One main purpose of the book is, of course, to give what the publishers call “the familiar Jackson trouncing” to certain critics of Marxism. The spirit in which this is undertaken may be indicated by reference to the quotations on the title-page: “I beseech you, in the bowels of Christ-believe it possible you may be mistaken!” (Oliver Cromwell); “Even a little humour is permissible if it be not overdone” (Fred Casey); “The slogan is not to flinch in the struggle” (F. Engels). Does Jackson believe it possible he may be mistaken? No; the appeal is entirely to his opponents, whom he takes very little trouble to understand. The heavy emphasis (capitals and italics) which he employs on almost every page shows how far he is from either humour or detachment. Indeed, the quotation from Engels is intended to support the doctrine of “the unity of theory and practice”, whereby a mistake is a kind of betrayal, and opponents of the pure milk of the word, when they are not being ridiculed as “solipsists”, are shown to be preparing the way for Fascism.

The following samples of Jackson's literary style will serve to reinforce these points: “G. D. H. Cole presents the tragic-comic spectacle of a Don ‘toiling upwards through the night’—the night in question being the inspissated gloom of Oxford University culture. That G. D. H. Cole is also, ‘by act of God’, an inveterate liaison officer between everything mutually repellent. a living negation of the dialectic, makes his effort to find a golden mean between the Scylla of (say) Harry Pollitt and the Charybdis of (say) Arthur Henderson—and to do so in a manner suited to his reputation (with the higher command of the W.E.A.) as a decidedly incorruptible but not-too-sea-green Robespierre—a spectacle in expository acrobatics that has had no parallel since Blondin cracked eggs and fried an omelette on a portable stove on the tight-rope!” (p. 442.) And again (p. 505): “‘Coming events cast their shadows before!’ Already we can see that Professor Macmurray has set the stage in just the only way possible to produce as his climax a Negation of the Negation of Communism by Fascism! Already we can hear the premonitory minor chords from the orchestra which prelude the appearance of Walter Citrine as the Fairy Godmother—chasing away both the Black and the Red spectres to replace them with their Negation—a Yellow spectre with White Feathers in its Hair, and the star of a Knight's Grand Cross of the Order of the British Empire on its distinguished bosom!” It is apparently this sort of rant which leads R. Palme Dutt to describe Jackson as combining with a wide Marxist culture “the racy vivacity of a Cobbett”.
====================
• [EXERCISE DETAILS]
Answer these questions from the review:
1. Which title-page quotation is attributed to Oliver Cromwell?
2. On what page does the passage about G. D. H. Cole appear?
3. Who describes Jackson as combining a wide Marxist culture with "the racy vivacity of a Cobbett"?

Entries on finding named things:
====================
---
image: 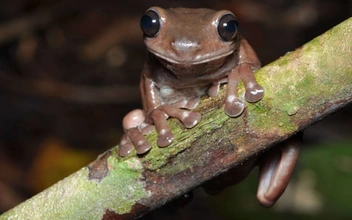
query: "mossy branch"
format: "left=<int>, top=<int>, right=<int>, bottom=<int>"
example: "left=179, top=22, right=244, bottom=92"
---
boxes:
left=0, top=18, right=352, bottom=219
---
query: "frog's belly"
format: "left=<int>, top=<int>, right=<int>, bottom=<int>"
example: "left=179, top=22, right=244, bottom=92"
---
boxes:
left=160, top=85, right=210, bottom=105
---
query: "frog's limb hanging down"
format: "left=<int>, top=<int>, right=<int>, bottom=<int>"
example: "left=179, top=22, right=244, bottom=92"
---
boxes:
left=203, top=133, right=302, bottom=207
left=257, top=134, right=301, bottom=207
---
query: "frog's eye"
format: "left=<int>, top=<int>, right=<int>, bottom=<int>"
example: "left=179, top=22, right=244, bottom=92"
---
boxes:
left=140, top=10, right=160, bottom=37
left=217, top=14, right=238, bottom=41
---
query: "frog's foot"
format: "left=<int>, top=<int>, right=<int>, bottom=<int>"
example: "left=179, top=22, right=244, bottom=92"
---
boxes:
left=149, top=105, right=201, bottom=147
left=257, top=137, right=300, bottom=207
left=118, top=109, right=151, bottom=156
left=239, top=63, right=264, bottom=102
====================
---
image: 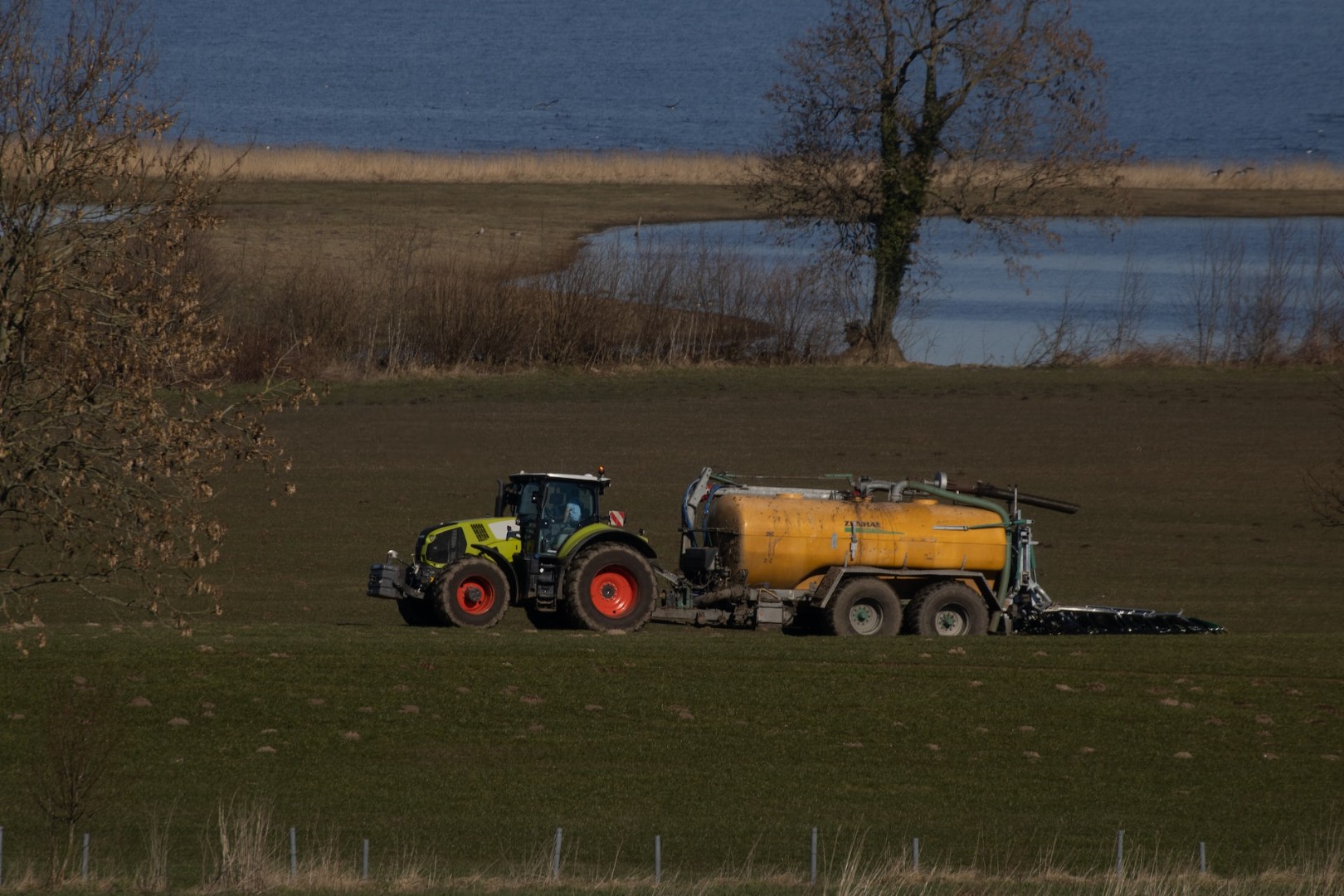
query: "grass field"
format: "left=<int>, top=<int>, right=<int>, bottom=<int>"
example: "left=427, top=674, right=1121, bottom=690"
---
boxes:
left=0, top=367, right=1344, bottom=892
====================
• [SOLUTION TO THIS TASK]
1. "I beseech you, in the bowels of Christ-believe it possible you may be mistaken!"
2. Page 442.
3. R. Palme Dutt.